#### Aim of the task:
Convert the lines from the line containing "of the bare" through the line containing "M 75 84 L 78", inclusive, into a JSON list of strings with one string per line and blank lines omitted.

--------------------------------------------------

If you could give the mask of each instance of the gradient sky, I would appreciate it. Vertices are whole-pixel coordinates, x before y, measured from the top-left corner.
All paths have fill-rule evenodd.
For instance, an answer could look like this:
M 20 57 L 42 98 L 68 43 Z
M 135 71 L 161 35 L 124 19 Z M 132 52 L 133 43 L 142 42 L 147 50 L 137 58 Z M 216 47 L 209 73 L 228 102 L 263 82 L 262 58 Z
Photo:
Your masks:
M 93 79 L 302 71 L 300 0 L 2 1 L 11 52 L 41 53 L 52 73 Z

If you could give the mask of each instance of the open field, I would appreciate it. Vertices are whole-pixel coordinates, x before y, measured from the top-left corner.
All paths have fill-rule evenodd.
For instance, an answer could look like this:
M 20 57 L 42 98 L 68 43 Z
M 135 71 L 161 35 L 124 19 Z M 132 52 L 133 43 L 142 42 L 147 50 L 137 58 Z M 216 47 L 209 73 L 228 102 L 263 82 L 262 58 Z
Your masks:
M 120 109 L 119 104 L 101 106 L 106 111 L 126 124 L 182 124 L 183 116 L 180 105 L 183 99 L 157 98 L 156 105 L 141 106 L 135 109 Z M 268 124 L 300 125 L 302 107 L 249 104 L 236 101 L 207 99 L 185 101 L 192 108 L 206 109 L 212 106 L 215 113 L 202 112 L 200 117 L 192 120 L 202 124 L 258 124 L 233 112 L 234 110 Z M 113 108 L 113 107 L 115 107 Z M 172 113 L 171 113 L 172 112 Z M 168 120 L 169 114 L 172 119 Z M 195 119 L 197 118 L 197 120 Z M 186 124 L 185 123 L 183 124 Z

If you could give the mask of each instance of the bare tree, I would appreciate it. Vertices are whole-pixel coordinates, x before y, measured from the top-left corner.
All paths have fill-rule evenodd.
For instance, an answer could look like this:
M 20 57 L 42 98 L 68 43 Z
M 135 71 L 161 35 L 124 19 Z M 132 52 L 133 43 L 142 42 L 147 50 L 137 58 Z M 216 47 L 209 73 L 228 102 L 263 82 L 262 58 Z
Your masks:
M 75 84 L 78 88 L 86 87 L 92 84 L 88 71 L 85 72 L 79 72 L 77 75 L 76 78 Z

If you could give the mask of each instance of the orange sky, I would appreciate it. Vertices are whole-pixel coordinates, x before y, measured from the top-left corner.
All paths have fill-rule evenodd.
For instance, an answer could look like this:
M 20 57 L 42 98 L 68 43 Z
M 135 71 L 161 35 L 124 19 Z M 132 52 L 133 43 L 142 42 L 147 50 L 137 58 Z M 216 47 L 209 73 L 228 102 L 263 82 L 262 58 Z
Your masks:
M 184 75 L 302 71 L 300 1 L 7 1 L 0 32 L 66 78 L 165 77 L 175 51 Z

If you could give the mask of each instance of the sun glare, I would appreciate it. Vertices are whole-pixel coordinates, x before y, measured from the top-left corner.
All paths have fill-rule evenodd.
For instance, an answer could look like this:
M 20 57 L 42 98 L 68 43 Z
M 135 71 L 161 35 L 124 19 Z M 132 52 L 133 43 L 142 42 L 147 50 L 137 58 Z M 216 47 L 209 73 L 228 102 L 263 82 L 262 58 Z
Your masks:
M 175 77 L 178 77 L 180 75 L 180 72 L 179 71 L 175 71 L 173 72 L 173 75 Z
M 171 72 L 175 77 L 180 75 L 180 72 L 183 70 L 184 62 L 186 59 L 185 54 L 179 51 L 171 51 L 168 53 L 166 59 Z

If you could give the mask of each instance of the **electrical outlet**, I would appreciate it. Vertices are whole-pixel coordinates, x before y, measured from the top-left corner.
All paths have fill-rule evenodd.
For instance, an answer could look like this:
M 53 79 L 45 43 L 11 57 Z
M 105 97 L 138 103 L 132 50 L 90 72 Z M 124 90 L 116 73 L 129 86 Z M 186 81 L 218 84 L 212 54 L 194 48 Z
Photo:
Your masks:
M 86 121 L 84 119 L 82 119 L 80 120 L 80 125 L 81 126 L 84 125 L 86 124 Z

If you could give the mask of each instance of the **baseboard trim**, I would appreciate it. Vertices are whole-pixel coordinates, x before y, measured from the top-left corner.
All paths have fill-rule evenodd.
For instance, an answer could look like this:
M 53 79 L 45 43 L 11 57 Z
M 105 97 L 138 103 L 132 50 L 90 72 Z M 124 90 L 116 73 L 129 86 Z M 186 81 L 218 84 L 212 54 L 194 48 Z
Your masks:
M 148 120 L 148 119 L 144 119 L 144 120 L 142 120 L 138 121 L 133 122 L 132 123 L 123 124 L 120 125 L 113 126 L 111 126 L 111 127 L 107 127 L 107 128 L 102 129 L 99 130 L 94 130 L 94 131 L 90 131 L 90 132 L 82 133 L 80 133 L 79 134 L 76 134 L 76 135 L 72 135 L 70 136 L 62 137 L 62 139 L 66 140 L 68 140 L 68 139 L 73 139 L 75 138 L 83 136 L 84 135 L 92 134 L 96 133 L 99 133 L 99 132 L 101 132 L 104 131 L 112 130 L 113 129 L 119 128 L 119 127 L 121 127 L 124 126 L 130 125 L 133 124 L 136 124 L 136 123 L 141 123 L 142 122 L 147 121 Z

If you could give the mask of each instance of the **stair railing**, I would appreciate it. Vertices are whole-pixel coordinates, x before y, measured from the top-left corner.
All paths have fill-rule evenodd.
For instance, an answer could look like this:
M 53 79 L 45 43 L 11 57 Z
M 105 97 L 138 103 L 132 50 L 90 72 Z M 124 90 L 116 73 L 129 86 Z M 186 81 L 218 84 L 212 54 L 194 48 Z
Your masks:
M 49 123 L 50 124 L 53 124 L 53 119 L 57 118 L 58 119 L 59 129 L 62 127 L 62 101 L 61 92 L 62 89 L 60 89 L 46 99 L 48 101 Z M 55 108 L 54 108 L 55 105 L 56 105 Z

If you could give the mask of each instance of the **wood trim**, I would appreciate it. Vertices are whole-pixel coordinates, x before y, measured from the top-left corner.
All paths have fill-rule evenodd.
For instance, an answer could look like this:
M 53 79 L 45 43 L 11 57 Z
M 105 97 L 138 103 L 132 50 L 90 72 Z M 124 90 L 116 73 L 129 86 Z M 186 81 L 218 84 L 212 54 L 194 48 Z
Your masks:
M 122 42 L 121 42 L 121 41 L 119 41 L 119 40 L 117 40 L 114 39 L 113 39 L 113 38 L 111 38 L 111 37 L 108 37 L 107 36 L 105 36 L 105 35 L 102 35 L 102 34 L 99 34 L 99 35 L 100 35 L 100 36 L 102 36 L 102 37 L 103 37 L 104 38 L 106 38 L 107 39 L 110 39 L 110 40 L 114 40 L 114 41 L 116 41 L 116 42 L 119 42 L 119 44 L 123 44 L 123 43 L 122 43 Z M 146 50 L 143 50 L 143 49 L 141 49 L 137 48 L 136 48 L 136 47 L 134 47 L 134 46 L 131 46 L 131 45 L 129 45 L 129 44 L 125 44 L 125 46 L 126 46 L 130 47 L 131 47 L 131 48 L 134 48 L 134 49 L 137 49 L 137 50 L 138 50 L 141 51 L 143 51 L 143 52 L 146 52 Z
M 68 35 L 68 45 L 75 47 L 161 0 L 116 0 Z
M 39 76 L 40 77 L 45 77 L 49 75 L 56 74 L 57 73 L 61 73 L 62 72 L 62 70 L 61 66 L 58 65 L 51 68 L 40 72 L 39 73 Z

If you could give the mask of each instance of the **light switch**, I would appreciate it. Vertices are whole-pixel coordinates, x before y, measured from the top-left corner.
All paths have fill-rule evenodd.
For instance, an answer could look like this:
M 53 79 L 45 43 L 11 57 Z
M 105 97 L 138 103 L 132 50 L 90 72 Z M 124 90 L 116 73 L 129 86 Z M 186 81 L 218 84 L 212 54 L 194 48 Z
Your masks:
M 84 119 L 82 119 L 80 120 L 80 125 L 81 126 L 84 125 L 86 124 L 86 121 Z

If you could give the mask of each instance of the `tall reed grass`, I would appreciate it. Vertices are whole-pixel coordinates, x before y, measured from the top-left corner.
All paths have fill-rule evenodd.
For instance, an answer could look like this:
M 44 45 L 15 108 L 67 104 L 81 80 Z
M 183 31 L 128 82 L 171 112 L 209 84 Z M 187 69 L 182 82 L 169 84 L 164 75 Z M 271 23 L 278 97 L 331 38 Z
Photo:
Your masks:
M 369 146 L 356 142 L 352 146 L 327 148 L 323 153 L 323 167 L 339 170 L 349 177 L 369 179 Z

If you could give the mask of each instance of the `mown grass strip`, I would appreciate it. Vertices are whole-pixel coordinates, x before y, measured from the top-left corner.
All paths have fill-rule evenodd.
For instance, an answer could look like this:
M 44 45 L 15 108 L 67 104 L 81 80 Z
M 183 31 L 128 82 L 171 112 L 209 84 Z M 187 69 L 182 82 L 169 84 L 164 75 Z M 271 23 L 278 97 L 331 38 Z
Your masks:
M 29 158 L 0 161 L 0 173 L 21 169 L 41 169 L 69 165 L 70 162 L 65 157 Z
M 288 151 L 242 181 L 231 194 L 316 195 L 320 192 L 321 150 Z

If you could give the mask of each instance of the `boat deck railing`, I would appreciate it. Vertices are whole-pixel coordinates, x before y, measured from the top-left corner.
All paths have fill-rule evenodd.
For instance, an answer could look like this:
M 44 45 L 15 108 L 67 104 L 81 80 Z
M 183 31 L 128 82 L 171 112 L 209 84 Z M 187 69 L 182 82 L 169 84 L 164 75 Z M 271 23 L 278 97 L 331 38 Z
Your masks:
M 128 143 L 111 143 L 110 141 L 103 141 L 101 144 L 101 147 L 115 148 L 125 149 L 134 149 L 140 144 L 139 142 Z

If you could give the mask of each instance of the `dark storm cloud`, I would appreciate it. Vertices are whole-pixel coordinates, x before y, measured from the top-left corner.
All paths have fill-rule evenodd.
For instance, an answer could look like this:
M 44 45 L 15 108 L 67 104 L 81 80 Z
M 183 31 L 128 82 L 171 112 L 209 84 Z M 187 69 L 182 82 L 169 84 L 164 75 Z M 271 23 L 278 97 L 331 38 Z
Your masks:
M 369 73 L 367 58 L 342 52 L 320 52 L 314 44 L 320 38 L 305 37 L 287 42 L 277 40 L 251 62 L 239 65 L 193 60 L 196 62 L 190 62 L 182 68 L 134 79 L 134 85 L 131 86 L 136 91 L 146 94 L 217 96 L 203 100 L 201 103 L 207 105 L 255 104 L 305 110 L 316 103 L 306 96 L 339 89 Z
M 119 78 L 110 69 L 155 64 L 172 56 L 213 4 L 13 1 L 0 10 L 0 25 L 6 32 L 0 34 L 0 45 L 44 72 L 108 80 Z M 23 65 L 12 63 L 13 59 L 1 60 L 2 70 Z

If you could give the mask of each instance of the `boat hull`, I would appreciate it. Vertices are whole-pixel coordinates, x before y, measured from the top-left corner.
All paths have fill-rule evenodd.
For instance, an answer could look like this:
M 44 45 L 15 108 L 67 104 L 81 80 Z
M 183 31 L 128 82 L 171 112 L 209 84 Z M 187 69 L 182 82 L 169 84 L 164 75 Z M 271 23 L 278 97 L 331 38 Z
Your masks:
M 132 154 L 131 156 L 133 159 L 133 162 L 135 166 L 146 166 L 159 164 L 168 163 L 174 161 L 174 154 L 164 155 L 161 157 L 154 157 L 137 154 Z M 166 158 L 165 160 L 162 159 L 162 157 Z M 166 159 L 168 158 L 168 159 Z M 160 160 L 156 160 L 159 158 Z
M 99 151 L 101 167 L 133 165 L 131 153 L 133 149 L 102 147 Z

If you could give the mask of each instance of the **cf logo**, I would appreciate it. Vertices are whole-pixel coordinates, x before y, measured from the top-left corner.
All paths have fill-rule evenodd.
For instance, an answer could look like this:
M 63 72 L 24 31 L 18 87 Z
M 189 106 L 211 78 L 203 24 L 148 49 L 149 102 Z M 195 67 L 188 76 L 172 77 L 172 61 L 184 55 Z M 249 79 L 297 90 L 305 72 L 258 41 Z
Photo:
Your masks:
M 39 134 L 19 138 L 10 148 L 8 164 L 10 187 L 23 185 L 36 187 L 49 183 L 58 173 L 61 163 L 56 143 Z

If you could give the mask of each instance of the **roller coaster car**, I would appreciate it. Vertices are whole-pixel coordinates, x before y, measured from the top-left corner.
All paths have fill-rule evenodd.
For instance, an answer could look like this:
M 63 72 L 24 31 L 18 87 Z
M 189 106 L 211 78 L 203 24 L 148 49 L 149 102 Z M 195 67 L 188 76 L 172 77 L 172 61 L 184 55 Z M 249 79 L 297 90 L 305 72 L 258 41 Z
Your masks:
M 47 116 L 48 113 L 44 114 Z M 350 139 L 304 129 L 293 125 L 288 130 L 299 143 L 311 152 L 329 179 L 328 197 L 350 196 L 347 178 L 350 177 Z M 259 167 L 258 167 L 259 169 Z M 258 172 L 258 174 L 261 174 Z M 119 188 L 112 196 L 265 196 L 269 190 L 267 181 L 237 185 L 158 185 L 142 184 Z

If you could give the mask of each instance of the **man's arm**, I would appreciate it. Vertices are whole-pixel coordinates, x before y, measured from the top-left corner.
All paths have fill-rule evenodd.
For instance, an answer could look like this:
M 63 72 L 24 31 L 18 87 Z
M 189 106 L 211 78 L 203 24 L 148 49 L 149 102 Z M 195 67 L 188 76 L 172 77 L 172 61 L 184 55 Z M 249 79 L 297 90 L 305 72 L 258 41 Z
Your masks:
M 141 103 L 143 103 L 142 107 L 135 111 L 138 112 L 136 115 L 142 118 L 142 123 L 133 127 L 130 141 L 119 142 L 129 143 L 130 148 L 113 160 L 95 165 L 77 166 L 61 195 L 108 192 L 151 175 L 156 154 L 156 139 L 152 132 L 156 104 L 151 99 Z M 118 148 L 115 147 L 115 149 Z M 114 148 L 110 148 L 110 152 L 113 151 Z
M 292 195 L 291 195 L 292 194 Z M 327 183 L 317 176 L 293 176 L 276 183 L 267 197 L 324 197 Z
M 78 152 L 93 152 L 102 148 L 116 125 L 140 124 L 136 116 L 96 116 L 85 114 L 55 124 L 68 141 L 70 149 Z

--------------------------------------------------

#### Correct result:
[
  "If you could give the mask of each instance of the bare tree, I would appreciate it. Vertices are whole-pixel coordinates, x before y, measured from the top-left corner.",
  "All paths have fill-rule evenodd.",
  "For instance, an answer could look like this:",
  "M 20 57 L 42 98 L 68 43 Z",
  "M 135 71 L 161 35 L 124 19 Z M 132 52 L 133 43 L 142 42 L 147 50 L 137 58 Z M 216 47 L 209 73 L 228 102 L 263 82 L 262 58 Z",
  "Your masks:",
  "M 75 84 L 78 88 L 86 87 L 92 84 L 88 71 L 85 72 L 79 72 L 77 75 L 76 78 Z"
]